## [Work required]
Everything from the first line of the material below through the line containing "TARGET: pink blossom cluster" is to be printed exactly, and nothing more.
══════
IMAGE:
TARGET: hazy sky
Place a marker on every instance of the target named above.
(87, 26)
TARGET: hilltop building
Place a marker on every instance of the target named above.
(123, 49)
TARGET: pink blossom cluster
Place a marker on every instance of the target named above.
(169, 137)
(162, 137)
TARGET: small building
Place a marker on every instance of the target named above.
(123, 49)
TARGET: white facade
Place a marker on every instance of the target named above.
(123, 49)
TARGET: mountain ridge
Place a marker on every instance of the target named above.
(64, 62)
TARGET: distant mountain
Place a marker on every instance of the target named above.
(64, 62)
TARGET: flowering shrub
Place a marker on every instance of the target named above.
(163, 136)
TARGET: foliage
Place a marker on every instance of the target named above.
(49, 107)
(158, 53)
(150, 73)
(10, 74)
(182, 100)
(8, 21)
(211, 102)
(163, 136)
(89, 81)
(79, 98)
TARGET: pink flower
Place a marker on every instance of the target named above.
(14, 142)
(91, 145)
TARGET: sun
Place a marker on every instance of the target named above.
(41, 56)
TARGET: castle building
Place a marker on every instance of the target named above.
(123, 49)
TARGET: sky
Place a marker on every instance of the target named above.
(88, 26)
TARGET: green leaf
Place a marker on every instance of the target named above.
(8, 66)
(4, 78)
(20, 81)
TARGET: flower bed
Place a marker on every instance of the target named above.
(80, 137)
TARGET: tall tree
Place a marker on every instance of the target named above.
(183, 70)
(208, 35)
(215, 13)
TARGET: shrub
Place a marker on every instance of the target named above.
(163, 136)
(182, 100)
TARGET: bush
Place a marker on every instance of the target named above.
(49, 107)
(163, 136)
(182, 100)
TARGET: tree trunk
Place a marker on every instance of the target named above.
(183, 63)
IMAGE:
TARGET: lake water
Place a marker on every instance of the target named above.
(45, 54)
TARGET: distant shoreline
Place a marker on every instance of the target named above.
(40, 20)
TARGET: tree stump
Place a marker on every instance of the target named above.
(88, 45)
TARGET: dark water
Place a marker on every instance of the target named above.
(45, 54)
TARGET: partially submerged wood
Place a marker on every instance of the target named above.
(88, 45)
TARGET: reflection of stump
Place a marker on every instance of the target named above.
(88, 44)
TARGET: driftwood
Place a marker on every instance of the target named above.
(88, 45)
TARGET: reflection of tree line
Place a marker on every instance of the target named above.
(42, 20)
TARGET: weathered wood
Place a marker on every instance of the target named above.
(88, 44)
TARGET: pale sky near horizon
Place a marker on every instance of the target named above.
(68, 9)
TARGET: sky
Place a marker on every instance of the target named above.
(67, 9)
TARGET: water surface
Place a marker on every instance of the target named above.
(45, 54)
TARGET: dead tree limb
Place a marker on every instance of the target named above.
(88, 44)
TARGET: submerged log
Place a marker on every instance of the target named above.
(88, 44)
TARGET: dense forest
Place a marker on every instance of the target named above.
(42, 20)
══════
## [Exercise response]
IMAGE:
TARGET: hazy sky
Place a marker on every instance of the target named above.
(87, 26)
TARGET: hilltop building
Place a marker on every instance of the target named above.
(123, 49)
TARGET: pink blossom cluster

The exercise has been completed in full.